Work to complete – Extract the complete listing and output it unchanged.

Information provided –
________________________________________

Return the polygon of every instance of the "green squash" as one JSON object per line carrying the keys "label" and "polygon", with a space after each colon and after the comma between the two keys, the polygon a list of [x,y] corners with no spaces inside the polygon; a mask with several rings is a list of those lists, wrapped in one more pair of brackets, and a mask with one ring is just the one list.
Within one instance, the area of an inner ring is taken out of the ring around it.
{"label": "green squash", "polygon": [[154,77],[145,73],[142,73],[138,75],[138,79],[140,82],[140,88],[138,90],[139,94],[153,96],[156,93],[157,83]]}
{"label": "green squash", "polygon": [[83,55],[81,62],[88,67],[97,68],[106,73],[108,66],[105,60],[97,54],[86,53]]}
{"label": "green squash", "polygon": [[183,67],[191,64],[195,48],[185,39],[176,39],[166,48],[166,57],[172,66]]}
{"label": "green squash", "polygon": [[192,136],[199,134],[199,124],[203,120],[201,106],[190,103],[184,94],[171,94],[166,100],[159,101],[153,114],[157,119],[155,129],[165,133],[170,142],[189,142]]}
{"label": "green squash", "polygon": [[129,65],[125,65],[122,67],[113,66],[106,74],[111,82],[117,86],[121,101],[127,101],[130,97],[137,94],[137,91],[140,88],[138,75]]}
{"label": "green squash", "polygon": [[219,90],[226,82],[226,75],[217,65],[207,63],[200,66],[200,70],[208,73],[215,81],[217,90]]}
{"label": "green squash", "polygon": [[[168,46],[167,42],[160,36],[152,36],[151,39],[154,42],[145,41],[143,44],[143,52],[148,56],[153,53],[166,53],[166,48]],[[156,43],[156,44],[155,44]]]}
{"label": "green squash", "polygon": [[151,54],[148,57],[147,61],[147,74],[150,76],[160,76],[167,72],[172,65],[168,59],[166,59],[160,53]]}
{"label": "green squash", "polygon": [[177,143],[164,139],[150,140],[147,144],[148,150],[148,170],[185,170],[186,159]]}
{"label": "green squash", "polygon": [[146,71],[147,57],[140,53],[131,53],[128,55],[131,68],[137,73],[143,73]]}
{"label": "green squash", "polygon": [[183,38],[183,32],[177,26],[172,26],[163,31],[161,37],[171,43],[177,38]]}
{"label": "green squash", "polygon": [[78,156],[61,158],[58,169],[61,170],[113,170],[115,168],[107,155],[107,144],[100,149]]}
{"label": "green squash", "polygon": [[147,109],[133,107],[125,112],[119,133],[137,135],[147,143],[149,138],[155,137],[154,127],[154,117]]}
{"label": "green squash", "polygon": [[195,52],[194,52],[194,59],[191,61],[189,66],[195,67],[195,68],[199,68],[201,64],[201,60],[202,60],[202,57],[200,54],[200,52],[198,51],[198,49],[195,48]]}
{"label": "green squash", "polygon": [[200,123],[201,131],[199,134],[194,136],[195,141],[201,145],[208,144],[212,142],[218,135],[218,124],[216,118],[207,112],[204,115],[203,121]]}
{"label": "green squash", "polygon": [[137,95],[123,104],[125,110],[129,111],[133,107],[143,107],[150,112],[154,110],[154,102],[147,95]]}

________________________________________

Exercise result –
Return the polygon of every instance of the "green squash" as one JSON object per line carrying the keys "label" and "polygon", with a space after each colon and after the comma between the two keys, the polygon a list of [x,y] corners with no spaces inside the polygon; a mask with several rings is a list of those lists, wrapped in one more pair of brackets, and a mask with one ring is just the one list.
Within one instance, the area of an inner ring is taken out of the ring around it.
{"label": "green squash", "polygon": [[154,77],[145,73],[142,73],[138,75],[138,79],[140,82],[140,88],[138,90],[139,94],[153,96],[156,93],[157,83]]}
{"label": "green squash", "polygon": [[83,55],[81,62],[88,67],[97,68],[106,73],[108,66],[105,60],[97,54],[86,53]]}
{"label": "green squash", "polygon": [[183,67],[191,64],[195,48],[185,39],[176,39],[166,48],[166,57],[172,66]]}
{"label": "green squash", "polygon": [[192,136],[199,134],[199,124],[203,120],[201,106],[190,103],[184,94],[171,94],[166,100],[159,101],[153,114],[157,119],[155,129],[165,133],[170,142],[189,142]]}
{"label": "green squash", "polygon": [[129,65],[125,65],[122,67],[113,66],[106,74],[111,82],[117,86],[121,101],[127,101],[130,97],[137,94],[137,91],[140,88],[138,75]]}
{"label": "green squash", "polygon": [[219,90],[226,82],[226,75],[217,65],[207,63],[200,66],[200,70],[208,73],[215,81],[217,90]]}
{"label": "green squash", "polygon": [[[168,46],[167,42],[160,36],[152,36],[151,39],[154,42],[145,41],[143,44],[143,52],[148,56],[153,53],[166,53],[166,48]],[[156,43],[156,44],[155,44]]]}
{"label": "green squash", "polygon": [[151,54],[148,57],[147,61],[147,74],[150,76],[160,76],[167,72],[172,65],[168,59],[166,59],[160,53]]}
{"label": "green squash", "polygon": [[177,143],[164,139],[150,140],[147,144],[148,150],[148,170],[185,170],[186,159]]}
{"label": "green squash", "polygon": [[146,71],[147,57],[140,53],[131,53],[128,55],[131,68],[137,73],[143,73]]}
{"label": "green squash", "polygon": [[183,38],[183,32],[177,26],[172,26],[163,31],[161,37],[171,43],[177,38]]}
{"label": "green squash", "polygon": [[78,156],[61,158],[58,169],[61,170],[113,170],[115,168],[107,155],[107,144],[100,149]]}
{"label": "green squash", "polygon": [[147,109],[133,107],[125,112],[119,133],[137,135],[147,143],[149,138],[155,137],[154,127],[154,117]]}
{"label": "green squash", "polygon": [[195,52],[194,52],[194,59],[191,61],[189,66],[195,67],[195,68],[199,68],[201,64],[201,60],[202,60],[202,57],[200,54],[200,52],[198,51],[198,49],[195,48]]}
{"label": "green squash", "polygon": [[200,123],[201,131],[199,134],[194,136],[195,141],[201,145],[208,144],[212,142],[218,135],[218,124],[216,118],[207,112],[204,115],[203,121]]}
{"label": "green squash", "polygon": [[137,95],[123,104],[125,110],[129,111],[133,107],[143,107],[150,112],[154,110],[154,102],[147,95]]}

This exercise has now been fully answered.